WRITTEN TASK
Repeat the items below word for word, from the line with "Expected content: white wristband." up to and including the line with "370 159 417 229".

+++++

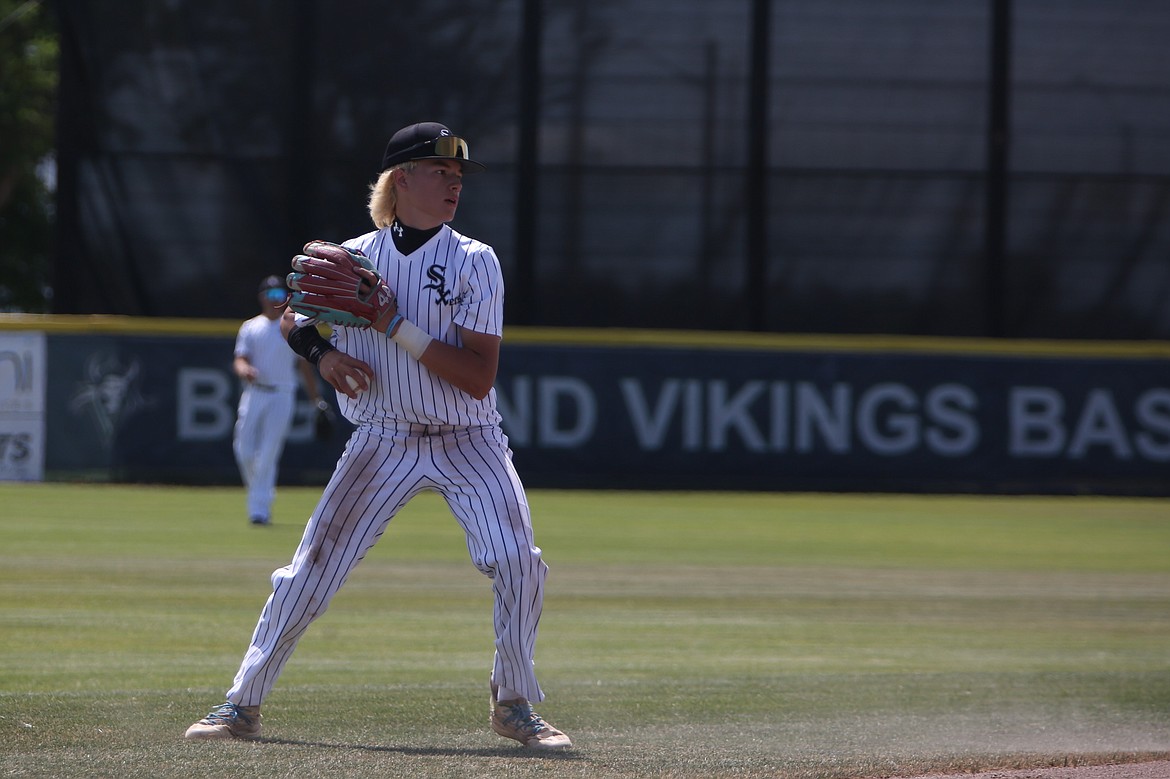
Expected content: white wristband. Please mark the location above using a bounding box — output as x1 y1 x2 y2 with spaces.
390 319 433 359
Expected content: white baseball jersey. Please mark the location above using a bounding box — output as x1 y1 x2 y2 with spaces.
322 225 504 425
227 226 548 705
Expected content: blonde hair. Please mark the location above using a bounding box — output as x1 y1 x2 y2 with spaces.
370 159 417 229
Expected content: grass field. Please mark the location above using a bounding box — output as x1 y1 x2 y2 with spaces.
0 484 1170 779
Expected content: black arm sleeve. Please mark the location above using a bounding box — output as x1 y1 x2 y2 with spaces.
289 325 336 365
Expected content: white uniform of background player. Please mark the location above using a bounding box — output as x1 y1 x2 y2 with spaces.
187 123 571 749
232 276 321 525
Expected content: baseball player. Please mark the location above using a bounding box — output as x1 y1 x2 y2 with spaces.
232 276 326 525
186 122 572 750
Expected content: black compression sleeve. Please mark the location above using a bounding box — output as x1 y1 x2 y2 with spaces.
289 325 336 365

+++++

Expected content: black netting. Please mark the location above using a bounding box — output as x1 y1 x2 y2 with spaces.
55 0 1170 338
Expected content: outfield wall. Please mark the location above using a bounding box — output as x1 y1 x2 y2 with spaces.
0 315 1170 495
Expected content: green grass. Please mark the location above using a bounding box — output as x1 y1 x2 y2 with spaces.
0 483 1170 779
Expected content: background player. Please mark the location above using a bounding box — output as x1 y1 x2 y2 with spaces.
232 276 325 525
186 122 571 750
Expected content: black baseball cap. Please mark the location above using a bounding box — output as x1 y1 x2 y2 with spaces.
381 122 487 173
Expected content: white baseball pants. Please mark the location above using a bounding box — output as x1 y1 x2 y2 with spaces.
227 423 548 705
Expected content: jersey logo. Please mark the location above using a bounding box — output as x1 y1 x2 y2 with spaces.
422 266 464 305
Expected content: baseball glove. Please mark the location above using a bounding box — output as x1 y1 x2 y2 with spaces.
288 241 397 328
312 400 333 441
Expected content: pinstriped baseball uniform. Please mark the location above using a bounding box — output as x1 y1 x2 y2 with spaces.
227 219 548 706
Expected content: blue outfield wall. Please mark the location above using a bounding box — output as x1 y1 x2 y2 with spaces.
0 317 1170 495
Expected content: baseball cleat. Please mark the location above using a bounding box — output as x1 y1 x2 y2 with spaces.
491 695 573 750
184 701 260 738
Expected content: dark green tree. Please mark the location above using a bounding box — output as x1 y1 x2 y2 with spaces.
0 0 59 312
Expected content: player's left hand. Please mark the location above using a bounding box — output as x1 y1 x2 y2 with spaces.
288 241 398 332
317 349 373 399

+++++

EXERCISE OUTPUT
Expected content: white wristband. Please mark the location above using a bounding box — output as x1 y1 x2 y2 with spaces.
390 319 433 359
Expected content: white baseball jersey. Please mark the location above using a bounding box — output as x1 y1 x2 y2 with spaces.
322 225 504 425
227 226 548 705
Expected content: blonde hair. Please mark the location above using a bounding box — output as x1 y1 x2 y2 with spaces.
370 159 417 229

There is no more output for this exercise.